Nov 19, 2020
By Devina Thiono

Animals, and nature in general, have been able to withstand various conditions without much help. Each creature has adapted in such a way that they are able to function seamlessly where they live. This quality is what inspired the field of biomimicry. Biomimicry is the practice of studying organisms throughout nature and mimicking their system, such as their structures and behavior, to solve design problems that humans face. The problems can vary from building structure, transportation design, to what we are going to discuss today – the biomedical field. 

Galapagos Shark Source: Fishes of Australia 


In the biomedical field, the rise of drug-resistant organisms is an ongoing concern. One of the causes of drug-resistant organisms is the extensive use of heavy antimicrobials in hospitals. Although hospital patients often need antimicrobials to prevent them from getting infection, prolonged use of antimicrobials can give rise to organisms which are resistant to that specific antimicrobial. So, how can we reduce the number of hospital-acquired infections without having to rely on using more harsh chemicals? A group of people, which later formed the company Sharklet Technologies, turned to nature for a solution. Specifically, they studied the Galapagos shark (pictured above). They found that sharks can keep their skin clean from algae build-up. This is due to the unique diamond pattern that makes up sharks’ skin denticles which discourages organisms from settling on them. The group came up with Sharklet micropattern (pictured below) which mimics shark’s skin. They showed that this pattern was able to reduce microorganisms’ growth by 90% compared to a smooth surface. As one solution to hospital-acquired infections, the Sharklet micropattern has been used to coat catheters to reduce bacterial growth. The same shark-inspired micropattern is also being developed for a wound dressing that encourages faster wound healing.
------------------------
# Exercise 1
According to the biomimicry article, by how much did the Sharklet micropattern reduce microorganisms' growth compared to a smooth surface?
# Exercise 2
Continue the biomimicry article from where it stops.
The entries that follow are drawn from a separate source and are unrelated to the biomimicry article.

# Data under study
------------------------
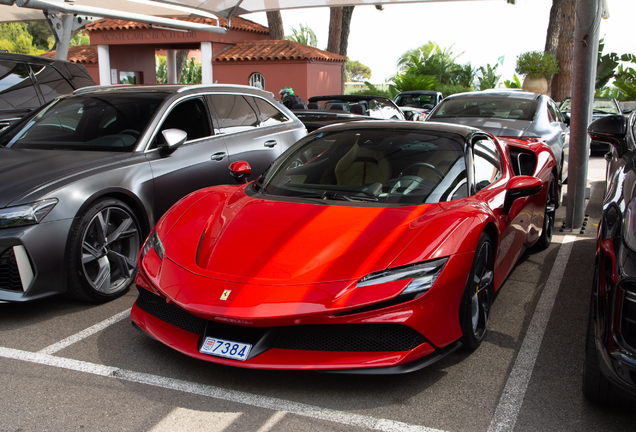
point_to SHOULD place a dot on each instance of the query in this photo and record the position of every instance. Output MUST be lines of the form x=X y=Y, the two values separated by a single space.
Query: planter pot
x=535 y=85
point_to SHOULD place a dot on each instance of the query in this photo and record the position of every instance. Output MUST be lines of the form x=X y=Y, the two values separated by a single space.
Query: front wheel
x=103 y=251
x=478 y=295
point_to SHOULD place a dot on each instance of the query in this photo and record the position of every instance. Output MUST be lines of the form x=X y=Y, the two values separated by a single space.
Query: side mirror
x=612 y=130
x=519 y=187
x=173 y=139
x=240 y=170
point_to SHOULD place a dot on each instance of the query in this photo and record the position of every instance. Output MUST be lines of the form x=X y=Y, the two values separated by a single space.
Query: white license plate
x=224 y=348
------------------------
# Your response 1
It reduced microorganisms' growth by 90%.

# Your response 2
Sharklet Micropattern Source: Binjie Xu, Quihua Wei, et al. Journal of Medical Microbiology. 2017

Besides sharks, the Californian sandcastle worm (pictured below) has also inspired the biomedical field. The sandcastle worm secretes a substance that can glue sands together to build a protective structure for itself. The adhesion works in a wet environment and can set quickly, which is ideal for surgical glue! Oftentimes, surgical glues can’t stay in place due to blood and constant movement inside the body. The adhesive substance that the Californian sandcastle worm secreted inspired the development of Setalum – a glue that can withstand wet and dynamic environments to seal wounds in the body.

Californian Sandcastle Worms Source: CalPhotos

From these two examples, we see how humans can look to nature to answer problems that could advance human health. For more examples of nature-inspired technologies, you can explore AskNature. So, before you think it’s impossible, try looking around in nature!